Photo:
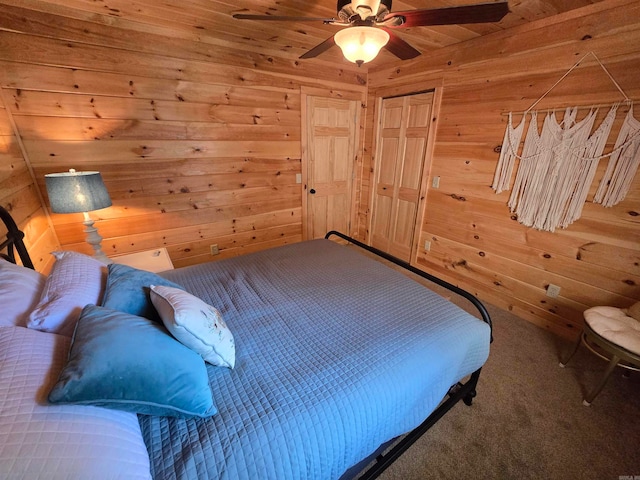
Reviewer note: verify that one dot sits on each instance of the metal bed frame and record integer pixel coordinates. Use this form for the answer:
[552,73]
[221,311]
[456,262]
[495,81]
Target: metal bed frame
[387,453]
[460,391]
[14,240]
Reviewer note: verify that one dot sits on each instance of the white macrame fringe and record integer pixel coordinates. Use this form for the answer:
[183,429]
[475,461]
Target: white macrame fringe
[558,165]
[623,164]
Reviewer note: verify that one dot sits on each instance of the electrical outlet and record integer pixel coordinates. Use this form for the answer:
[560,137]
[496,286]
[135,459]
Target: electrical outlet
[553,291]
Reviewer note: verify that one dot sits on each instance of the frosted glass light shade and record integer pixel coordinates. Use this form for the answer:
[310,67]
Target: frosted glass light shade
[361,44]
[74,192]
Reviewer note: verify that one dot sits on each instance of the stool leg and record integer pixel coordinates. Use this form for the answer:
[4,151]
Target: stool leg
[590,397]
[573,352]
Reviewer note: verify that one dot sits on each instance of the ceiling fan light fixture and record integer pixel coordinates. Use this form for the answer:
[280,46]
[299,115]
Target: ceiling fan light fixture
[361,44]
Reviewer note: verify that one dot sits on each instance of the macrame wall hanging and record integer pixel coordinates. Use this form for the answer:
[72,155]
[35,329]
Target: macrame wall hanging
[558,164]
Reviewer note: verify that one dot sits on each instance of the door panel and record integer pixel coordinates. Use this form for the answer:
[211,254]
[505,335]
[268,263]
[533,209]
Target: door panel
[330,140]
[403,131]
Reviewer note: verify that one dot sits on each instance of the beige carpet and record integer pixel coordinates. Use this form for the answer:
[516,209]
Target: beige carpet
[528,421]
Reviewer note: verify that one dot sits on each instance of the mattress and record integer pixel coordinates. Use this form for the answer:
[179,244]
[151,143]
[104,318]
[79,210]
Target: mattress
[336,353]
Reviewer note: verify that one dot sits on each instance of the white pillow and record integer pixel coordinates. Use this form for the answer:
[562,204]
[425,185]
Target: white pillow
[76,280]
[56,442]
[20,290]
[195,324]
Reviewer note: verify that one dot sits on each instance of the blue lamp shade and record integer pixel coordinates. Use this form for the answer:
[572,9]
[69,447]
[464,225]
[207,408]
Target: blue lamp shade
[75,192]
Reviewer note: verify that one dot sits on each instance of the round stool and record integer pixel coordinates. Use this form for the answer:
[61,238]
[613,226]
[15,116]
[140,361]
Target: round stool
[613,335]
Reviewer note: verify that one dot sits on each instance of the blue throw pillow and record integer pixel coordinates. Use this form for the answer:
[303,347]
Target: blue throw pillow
* * * * * * *
### TASK STATEMENT
When a line of the data holds the string "throw", pick it out and copy it.

### EXERCISE RESPONSE
Reviewer note: verify that one dot sits on each instance of the blue throw pillow and record integer pixel coordinates. Use this form for the answer:
Target: blue throw pillow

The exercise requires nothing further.